#### What you will do
- 1) Quote the stretch of the Asher review excerpt from "Not surprisingly, Asher" through "life (p. 204)." word for word.
- 2) In the Asher review excerpt, what page number is cited for Asher's rejection of the Anthropic Principle?

#### Text excerpt
▽

Not surprisingly, Asher tries to ‘attach’ God to evolution by citing the ‘who’ and ‘why’ behind it. In actuality, evolutionary theories emphasize purposelessness, thus making ‘who’ or ‘why’ effectively meaningless. Asher also rejects the Anthropic Principle, that the universal constants must have values consistent with the conditions for known life (p. 204).

The author also tries to leave room for God by saying that evolution is not a limitless enterprise for explaining everything. It certainly is (in the minds of most leading evolutionists), beginning with cosmic evolution. Even morality, which Asher assigns to religion, supposedly exists because evolution (in this case, cultural evolution) had caused its appearance.

Finally, Asher states that it does not matter if one believes in a Godlike agency behind biological diversity (p. 6). Thus, by his own standard, God is at best superfluous.

△

[Dataset entries]
▽

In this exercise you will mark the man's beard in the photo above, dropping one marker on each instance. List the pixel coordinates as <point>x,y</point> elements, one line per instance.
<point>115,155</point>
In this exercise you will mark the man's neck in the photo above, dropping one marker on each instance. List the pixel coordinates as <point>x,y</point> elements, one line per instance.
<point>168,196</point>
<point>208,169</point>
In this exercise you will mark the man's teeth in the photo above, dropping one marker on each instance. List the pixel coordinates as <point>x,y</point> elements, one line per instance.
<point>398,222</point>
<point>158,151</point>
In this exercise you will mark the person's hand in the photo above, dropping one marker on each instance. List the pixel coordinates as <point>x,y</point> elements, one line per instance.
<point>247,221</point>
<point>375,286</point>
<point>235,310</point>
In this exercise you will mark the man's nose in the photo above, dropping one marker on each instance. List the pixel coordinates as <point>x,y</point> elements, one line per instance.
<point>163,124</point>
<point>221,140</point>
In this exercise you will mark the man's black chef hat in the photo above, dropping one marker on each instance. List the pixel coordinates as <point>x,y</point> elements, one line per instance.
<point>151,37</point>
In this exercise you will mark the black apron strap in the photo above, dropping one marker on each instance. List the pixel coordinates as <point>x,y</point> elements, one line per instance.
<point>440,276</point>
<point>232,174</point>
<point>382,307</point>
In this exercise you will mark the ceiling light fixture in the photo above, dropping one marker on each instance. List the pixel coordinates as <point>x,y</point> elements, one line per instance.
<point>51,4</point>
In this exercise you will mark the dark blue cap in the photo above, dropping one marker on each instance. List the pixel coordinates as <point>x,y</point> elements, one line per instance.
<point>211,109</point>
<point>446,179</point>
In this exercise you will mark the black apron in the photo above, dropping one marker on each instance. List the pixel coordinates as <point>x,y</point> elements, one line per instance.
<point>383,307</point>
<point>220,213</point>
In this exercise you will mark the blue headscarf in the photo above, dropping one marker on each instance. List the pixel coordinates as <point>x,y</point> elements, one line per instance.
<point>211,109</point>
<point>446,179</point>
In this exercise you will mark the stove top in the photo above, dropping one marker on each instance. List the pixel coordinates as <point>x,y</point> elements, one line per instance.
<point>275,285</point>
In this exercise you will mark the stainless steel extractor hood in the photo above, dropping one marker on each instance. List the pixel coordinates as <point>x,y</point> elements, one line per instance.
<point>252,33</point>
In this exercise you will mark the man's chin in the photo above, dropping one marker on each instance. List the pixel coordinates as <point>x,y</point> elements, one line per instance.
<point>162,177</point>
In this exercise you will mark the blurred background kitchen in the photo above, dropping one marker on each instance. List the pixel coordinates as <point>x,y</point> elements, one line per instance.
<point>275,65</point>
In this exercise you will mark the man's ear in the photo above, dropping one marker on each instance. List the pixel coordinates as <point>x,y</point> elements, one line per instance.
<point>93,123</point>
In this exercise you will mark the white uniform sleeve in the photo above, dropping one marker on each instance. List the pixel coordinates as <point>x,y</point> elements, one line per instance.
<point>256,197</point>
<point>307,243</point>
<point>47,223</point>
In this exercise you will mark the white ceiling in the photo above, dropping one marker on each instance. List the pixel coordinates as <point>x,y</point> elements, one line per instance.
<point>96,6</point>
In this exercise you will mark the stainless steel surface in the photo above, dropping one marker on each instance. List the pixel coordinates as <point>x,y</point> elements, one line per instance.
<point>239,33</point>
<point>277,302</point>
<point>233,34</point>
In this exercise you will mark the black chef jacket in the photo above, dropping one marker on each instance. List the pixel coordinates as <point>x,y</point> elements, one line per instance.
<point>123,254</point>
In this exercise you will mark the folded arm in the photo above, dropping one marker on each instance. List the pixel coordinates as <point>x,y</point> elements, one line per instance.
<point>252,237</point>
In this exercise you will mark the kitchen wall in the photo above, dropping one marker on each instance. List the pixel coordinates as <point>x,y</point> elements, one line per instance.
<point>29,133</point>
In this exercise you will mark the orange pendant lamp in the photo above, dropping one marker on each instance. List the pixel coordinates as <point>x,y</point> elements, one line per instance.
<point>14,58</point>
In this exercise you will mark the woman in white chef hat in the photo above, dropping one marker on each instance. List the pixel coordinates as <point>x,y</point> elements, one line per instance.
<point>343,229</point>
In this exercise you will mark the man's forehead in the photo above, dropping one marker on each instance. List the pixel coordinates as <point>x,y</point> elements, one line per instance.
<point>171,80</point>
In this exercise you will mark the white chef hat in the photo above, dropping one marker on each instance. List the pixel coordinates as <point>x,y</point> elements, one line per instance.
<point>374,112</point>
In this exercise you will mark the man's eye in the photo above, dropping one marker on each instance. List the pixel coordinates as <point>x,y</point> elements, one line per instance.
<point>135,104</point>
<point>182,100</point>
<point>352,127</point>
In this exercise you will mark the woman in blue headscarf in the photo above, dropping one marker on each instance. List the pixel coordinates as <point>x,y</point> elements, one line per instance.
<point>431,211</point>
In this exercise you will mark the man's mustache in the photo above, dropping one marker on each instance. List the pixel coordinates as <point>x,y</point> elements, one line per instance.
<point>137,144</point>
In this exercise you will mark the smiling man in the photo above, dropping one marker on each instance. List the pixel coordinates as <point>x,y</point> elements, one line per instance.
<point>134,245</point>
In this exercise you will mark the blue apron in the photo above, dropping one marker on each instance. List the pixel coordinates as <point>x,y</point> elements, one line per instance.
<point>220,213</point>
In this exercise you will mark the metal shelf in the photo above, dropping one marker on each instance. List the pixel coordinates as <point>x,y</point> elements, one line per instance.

△

#### Numbered answers
- 1)
Not surprisingly, Asher tries to ‘attach’ God to evolution by citing the ‘who’ and ‘why’ behind it. In actuality, evolutionary theories emphasize purposelessness, thus making ‘who’ or ‘why’ effectively meaningless. Asher also rejects the Anthropic Principle, that the universal constants must have values consistent with the conditions for known life (p. 204).

- 2) Page 204.